→ **Given exercise a**:
Quote the listing word for word, from its first line through the line containing "point(35, 19)", inclusive, and leave the pictures out of your answer.

→ **Text excerpt**:
********************
Not really, no. I have always done documentary. I used to write scripts and TV series but I only make documentaries myself for radio and television. For this story, I figured out after a while that it deserved a bigger ambition and a bigger screen and that's why I don't very much believe in inspiration. To be honest, I made this film because I had to do something. I didn't have a big project where I thought: I want to make this. I went there and I found a little money and at the end the ambition and the inspiration came along the way. But there was not an urgent necessity to make this film. It fits with a lot of things that I'm interested in, like popular culture -- What does art stand for and why do we go to the cinema? What is the purpose? This is a question I'm interested in, but inspiration, not so much.

Has The Prince of Nothingwood provided you with the answers to those questions?

It has, and I hope it helps people to think about this question. It tells you that there is an urgent need to make images, to make films, even during war,and even if you don't have the money. And even if the films are not very good, they will find somebody who will like them. So something is going to happen, and I think that's very touching. I don't like Shaheen's films, I hardly watched them -- I paid somebody to watch them. But I'm very moved by all these people that do like his films, and it makes you think about the value of art and the purpose of why we make cinema. I used to study aesthetics in London, so it was one of the questions I had and while the film is lighter than this, that's what was in mind.

The film uses Shaheen as a doorway, beginning as a story about one man which becomes a story about Afghanistan, its people and culture.

Yeah, but it's not so much about Afghanistan and it's not my purpose is to say things about the country. There's one guy like him in Iran who makes cowboy movies in the Iranian desert and there's also a guy like that in Tunisia. I mean you have this person with an urgent need to film whatever they have under their hand and since it's war, then it tells you something about the war. But it's not so much interested in him.

There was a lot of editing, 148 hours that you haven't seen [laughs]. Making a documentary is really telling a story and I don't have any idea of objectivity -- it is my point of view on Shaheen. Some people say to me that they would like to show his films, that they really want to see his films, and I say: "You don't see how much I have edited. I show you the very nice parts of his films." People think he's a great filmmaker and that's the story I wanted to tell -- but I could have told another story.
********************
→ **Given exercise b**:
Write the next part of the interview about The Prince of Nothingwood, beginning after its final sentence.
********************
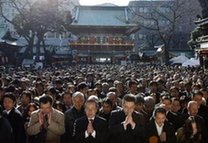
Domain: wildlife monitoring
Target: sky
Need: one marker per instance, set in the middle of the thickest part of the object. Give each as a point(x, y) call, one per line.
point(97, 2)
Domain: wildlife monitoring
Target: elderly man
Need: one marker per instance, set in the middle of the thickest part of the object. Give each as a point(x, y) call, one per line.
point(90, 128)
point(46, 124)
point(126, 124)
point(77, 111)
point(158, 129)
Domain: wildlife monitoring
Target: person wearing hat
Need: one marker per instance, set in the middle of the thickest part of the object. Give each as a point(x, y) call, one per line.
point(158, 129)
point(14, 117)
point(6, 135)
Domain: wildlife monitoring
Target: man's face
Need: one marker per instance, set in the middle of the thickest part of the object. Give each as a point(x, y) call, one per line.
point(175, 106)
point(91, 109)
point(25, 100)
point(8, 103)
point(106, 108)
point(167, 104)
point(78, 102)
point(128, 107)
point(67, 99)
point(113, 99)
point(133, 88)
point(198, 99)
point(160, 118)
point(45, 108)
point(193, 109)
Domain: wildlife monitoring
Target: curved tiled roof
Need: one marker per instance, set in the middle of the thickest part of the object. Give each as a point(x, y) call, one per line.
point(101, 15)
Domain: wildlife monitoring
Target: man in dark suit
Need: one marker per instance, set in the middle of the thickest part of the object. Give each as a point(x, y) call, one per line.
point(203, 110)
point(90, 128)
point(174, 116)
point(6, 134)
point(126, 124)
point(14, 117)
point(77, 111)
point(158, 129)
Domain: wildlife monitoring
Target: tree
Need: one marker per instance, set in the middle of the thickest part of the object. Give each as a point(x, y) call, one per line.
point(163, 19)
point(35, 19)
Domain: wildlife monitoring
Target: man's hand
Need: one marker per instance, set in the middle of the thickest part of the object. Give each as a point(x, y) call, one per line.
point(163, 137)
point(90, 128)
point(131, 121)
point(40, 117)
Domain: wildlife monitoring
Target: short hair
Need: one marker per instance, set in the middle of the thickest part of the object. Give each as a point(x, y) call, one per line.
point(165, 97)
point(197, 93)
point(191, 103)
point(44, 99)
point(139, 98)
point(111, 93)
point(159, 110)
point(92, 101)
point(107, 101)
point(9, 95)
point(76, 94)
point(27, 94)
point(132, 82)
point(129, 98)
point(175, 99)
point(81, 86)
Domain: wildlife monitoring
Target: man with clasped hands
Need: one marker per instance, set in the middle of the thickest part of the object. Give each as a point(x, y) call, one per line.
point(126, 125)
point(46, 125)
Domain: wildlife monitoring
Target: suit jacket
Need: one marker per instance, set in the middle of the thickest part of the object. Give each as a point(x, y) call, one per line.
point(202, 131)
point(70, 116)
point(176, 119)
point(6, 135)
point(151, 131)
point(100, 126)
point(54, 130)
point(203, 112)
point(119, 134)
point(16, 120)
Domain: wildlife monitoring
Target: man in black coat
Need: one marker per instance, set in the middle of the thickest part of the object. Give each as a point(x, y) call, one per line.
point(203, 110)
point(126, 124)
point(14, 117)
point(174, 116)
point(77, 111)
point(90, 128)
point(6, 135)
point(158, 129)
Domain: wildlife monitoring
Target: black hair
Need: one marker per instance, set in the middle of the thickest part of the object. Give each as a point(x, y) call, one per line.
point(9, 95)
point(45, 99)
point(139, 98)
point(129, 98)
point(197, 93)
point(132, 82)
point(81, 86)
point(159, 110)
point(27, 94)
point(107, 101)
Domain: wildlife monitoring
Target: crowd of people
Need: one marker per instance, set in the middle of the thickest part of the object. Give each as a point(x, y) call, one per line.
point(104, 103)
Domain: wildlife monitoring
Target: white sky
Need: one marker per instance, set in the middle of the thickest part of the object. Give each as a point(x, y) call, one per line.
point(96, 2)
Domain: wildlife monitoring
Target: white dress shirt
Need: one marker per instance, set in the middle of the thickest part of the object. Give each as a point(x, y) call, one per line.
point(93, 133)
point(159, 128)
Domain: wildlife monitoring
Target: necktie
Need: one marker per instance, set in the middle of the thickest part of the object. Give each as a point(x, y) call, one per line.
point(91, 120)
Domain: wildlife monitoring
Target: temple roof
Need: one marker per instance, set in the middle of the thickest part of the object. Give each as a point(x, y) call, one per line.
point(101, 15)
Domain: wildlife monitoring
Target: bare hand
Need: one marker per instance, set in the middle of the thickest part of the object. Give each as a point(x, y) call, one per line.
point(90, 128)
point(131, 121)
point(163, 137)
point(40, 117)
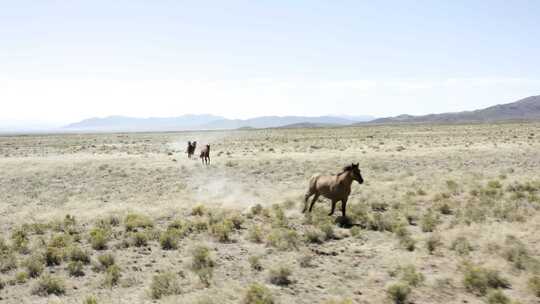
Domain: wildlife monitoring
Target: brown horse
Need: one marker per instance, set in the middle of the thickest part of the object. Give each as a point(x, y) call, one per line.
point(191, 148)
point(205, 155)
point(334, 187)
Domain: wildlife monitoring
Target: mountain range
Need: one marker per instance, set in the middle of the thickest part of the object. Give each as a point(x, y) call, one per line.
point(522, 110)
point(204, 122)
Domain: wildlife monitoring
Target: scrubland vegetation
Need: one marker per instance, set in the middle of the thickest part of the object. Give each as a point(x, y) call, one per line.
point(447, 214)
********************
→ **Answer a**:
Domain: wildlife monitoring
Target: sky
Need: one marker per instance, set in the middle of the thickest part of the object. Give each as a point(x, y) call, one per line.
point(97, 2)
Domain: wildlife monitoring
Target: elderly man
Need: one marker per instance, set in the middle of the thickest part of the object. Give each as a point(x, y) call, one per line.
point(90, 128)
point(46, 124)
point(126, 124)
point(77, 111)
point(158, 129)
Domain: wildlife monitoring
Target: person wearing hat
Need: one marker per instance, set in the middle of the thickest part of the object. Give each as a point(x, y) call, one per line.
point(158, 129)
point(14, 117)
point(6, 135)
Domain: wildlife monitoring
Target: man's face
Need: one marker per instance, set in the middle of the thickest part of the object. Give each as a point(x, y) call, one per line.
point(175, 106)
point(91, 109)
point(25, 100)
point(8, 103)
point(106, 108)
point(167, 104)
point(78, 102)
point(128, 107)
point(67, 99)
point(113, 99)
point(133, 88)
point(198, 99)
point(160, 118)
point(45, 108)
point(193, 109)
Domain: wildlife monitoring
Target: curved tiled roof
Need: one marker per instance, set in the middle of the thickest part of the object. Give each as a point(x, y) call, one per line.
point(101, 15)
Domain: wildlife monitoring
Target: man in dark suit
Need: one marker per instance, set in the middle of the thickest part of the object. Give each as a point(x, y) call, one per line.
point(203, 110)
point(90, 128)
point(174, 116)
point(6, 134)
point(126, 124)
point(14, 117)
point(77, 111)
point(158, 129)
Domain: wildlife monitoring
Target: tree
Need: one marker per instance, set in the middle of the thickest part of the object. Give each as a point(x, y) call, one per line.
point(163, 19)
point(35, 19)

→ **Answer b**:
To my mind, objectivity is a human construct, a falsity that does not exist.

Except mathematics maybe, and sometimes physics.

The purist opinion of documentary as objective is therein built on a faulty premise. From the subjective choices of the filmmakers that bleed into the film to the subjectivity of the subjects, it's not purely objective. Hence, it calls into question the traditional dividing line of the objectivity of documentary and the subjectivity of narrative fiction.

Totally! It's the editing, and why you chose this guy, how you film it and what you show, or what you don't show. It's not only subjectivity, it's storytelling. Not many people ask me about this, they take it for granted that it's the real Shaheen. But I'm not lying, I'm not saying things that aren't true, but I am telling a story, a fictional story out of what I filmed. I took scenes that happened one day and I put them with another story that happened three months later and that's why we had seven months of editing with three editors. So it was a lot of work.

One of the striking aspects of the film are the light and comedic moments offset by a darker and heavier sensibility, which include moments when, for example, Shaheen talks about arranged marriages.

We made 70rough cuts and there was one version we tested and you couldn't believe you were in Afghanistan. People would say: "Oh this is too funny. You don't see Afghanistan, it's just a bunch of crazy guys." I then said: "Let's put in a little more darkness." You then have to strike a balance and to me, if it's not perfect, I'm happy.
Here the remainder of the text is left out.